== Given information ==
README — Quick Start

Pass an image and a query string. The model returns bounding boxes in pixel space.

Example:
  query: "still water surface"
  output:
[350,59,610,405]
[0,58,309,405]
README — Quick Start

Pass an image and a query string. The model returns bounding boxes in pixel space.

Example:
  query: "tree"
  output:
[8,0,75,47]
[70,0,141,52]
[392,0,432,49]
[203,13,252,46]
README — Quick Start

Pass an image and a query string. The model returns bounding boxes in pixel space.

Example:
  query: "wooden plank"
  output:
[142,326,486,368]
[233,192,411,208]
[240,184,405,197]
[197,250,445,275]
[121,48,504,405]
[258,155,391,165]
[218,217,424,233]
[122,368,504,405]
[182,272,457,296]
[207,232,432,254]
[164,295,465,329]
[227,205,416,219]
===
Set exercise:
Format all of the lines above as a Markdown table with the columns "No." and "Content." Number each row and leave out the blank lines.

Exercise result:
| No. | Content |
|---|---|
| 1 | README — Quick Start |
| 2 | Pass an image and a query string. The model returns bounding boxes in pixel space. |
| 3 | Example: |
| 4 |   query: "still water surface" |
| 5 |   output: |
| 6 | [350,59,610,405] |
| 7 | [0,58,309,405] |
| 8 | README — Quick Start |
| 9 | Pass an image and a query string. The model returns bounding boxes in pixel space. |
| 10 | Example: |
| 11 |   query: "tree" |
| 12 |   output: |
| 13 | [8,0,75,47] |
| 14 | [70,0,141,52] |
| 15 | [392,0,432,49] |
| 16 | [203,13,252,46] |
| 17 | README — Quick Start |
| 18 | Pass an image and a query string. The model returns bounding boxes in pixel space. |
| 19 | Example: |
| 20 |   query: "wooden plank" |
| 21 |   output: |
| 22 | [142,326,486,368] |
| 23 | [233,192,411,208] |
| 24 | [240,184,405,197] |
| 25 | [197,250,445,275] |
| 26 | [121,48,504,405] |
| 27 | [258,155,391,165] |
| 28 | [218,217,424,233] |
| 29 | [122,368,504,405] |
| 30 | [182,272,457,296] |
| 31 | [207,232,432,254] |
| 32 | [164,295,465,329] |
| 33 | [227,205,416,219] |